* _Problem set_:
(a) According to the text on renewable energy statistics, what was the national average share of renewable generation for July?
(b) Repeat the text on renewable energy statistics word for word, from "For renewable generation" to "(1 July 13:15)".
(c) Pick up the text on renewable energy statistics after its last line and continue it.

* _Source text_:
I siphon up the live 15 minute stats from AEMO and store them in a database, along with estimates (not mine) of small scale/rooftop solar production based on detailed SRES and weather data, since AEMO does not see the latter but it's becoming a non-trivial proportion of national power generation.

For renewable generation I include hydro, wind, grid-scale solar, small (rooftop) solar, and grid battery storage discharge on the assumption it was charged by renewables (although the numbers are so small at the moment it makes no difference including it). Non-renewable is everything else. Percentages are calculated by dividing the renewable amount by the total generation in that state at that time.

Renewable energy generation for July - average over the month:
  • National - 21.5%
  • TAS - 97.9%
  • SA - 37.6%
  • VIC - 22.9%
  • WA - 14.0%
  • QLD - 13.1%
  • NSW - 12.7%
Peak renewable generation for July:
  • TAS - 100% on many occasions
  • SA - 87.3% (1 July 13:15)
  • VIC - 47.8% (19 July 12:15)
  • WA - 46.6% (12 July 13:15)
  • QLD - 42.6% (16 July 13:30)
  • NSW - 37.0% (19 July 13:30)

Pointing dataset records
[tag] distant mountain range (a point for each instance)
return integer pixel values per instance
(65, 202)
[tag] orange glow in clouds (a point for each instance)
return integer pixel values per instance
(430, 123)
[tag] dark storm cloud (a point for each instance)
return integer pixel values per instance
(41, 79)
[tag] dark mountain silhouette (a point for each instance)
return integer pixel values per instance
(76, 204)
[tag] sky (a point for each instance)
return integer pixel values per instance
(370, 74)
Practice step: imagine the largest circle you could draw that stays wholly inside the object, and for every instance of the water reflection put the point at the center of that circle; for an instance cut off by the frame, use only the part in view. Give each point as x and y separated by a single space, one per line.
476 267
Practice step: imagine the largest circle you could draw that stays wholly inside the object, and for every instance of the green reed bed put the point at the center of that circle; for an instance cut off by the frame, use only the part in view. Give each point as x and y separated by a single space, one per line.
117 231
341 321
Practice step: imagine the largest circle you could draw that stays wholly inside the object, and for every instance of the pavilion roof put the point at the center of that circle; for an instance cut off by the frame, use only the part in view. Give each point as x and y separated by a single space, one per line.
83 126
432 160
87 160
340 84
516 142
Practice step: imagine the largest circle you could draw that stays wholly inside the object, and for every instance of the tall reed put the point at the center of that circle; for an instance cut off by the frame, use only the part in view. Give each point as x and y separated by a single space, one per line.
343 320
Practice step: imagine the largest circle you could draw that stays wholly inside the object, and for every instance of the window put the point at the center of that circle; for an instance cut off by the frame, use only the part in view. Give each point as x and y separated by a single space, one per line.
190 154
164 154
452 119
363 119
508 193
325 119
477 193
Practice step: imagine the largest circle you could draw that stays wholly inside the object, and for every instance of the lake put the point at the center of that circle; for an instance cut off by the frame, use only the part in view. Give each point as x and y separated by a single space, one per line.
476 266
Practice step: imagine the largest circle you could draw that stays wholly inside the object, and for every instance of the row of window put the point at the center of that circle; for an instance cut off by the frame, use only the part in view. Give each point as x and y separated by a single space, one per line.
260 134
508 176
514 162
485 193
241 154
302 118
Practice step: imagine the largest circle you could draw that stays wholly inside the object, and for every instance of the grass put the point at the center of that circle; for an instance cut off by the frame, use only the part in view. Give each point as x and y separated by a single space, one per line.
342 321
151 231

---

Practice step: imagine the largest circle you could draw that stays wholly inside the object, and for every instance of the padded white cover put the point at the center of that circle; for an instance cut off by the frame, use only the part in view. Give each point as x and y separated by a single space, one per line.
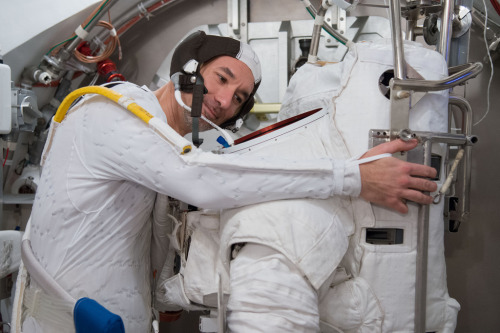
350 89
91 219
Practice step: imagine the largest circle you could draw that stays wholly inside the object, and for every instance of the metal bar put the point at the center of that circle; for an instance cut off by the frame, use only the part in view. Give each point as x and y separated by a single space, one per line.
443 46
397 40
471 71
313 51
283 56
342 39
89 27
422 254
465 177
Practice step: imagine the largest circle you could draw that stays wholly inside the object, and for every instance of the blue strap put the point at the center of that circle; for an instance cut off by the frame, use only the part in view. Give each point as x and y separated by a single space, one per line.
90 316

...

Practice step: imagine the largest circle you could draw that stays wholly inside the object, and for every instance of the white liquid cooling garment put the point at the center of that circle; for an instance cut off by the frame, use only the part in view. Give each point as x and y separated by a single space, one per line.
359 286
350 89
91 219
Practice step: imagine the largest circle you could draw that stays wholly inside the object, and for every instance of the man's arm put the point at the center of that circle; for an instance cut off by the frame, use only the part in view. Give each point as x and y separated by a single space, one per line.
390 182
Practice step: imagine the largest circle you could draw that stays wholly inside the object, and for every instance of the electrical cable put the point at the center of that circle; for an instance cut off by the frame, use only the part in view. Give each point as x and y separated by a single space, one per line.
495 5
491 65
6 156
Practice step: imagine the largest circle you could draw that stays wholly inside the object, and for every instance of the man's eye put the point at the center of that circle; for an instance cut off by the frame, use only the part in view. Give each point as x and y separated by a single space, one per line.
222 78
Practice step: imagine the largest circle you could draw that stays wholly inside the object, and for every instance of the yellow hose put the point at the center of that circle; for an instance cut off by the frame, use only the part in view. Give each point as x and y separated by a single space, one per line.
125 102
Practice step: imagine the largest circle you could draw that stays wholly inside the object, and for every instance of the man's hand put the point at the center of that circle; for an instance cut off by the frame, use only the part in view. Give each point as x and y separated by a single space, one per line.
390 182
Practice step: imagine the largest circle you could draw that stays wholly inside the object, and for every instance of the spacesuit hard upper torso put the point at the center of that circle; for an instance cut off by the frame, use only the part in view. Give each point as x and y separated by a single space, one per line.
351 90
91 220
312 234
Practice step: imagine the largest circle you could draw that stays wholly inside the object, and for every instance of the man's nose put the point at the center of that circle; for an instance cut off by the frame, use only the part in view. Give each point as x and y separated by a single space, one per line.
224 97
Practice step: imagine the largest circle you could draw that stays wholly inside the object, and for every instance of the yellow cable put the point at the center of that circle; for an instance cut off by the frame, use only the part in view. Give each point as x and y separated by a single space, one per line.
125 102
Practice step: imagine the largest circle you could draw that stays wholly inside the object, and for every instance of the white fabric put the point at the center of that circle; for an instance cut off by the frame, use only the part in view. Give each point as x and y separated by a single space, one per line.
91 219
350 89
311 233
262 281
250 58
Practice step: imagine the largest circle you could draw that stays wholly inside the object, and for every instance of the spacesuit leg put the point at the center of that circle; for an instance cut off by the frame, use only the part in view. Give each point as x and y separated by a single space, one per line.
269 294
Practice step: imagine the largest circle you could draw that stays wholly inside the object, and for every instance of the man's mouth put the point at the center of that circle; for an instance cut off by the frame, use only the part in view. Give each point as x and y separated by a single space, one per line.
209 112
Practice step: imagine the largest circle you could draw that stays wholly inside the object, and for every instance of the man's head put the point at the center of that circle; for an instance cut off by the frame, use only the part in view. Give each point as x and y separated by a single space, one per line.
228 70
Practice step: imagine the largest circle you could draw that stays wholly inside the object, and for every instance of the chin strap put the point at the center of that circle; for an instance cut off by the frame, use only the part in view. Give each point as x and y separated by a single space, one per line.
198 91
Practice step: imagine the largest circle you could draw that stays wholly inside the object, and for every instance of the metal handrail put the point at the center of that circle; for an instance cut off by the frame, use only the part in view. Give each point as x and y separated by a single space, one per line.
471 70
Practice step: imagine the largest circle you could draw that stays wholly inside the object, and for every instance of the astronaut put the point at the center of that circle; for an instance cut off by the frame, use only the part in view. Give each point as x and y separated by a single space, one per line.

* _Answers given_:
(a) The national average was 21.5%.

(b)
For renewable generation I include hydro, wind, grid-scale solar, small (rooftop) solar, and grid battery storage discharge on the assumption it was charged by renewables (although the numbers are so small at the moment it makes no difference including it). Non-renewable is everything else. Percentages are calculated by dividing the renewable amount by the total generation in that state at that time.

Renewable energy generation for July - average over the month:
  • National - 21.5%
  • TAS - 97.9%
  • SA - 37.6%
  • VIC - 22.9%
  • WA - 14.0%
  • QLD - 13.1%
  • NSW - 12.7%
Peak renewable generation for July:
  • TAS - 100% on many occasions
  • SA - 87.3% (1 July 13:15)

(c)
Small scale/rooftop solar as a proportion of all generation for July:
  • National - 3.5%
  • WA - 6.7%
  • SA - 6.0%
  • QLD - 4.6%
  • NSW - 2.6%
  • VIC - 2.3%
  • TAS - 0.8%
Peak Rooftop solar generation for July - Impressive figures for the middle of winter:
  • WA - 35.7% (12 July 14:45)
  • SA - 33.3% (14 July 13:30)
  • QLD - 21.5% (15 July 12:30)
  • VIC - 17.3% (31 July 13:45)
  • NSW - 15.5% (19 July 12:15)
  • TAS - 8.4% (29 July 13:00)

I'm afraid NSW is the nation's renewable laggard (a.k.a "leaner" not "lifter"), something our energy minister Matt Keen is "Keen" to change (see NSW's Renewable Energy Zones). SA's numbers a bit lower than normal due to a wind drought in July. Also solar production nationally of course is at its low ebb during winter.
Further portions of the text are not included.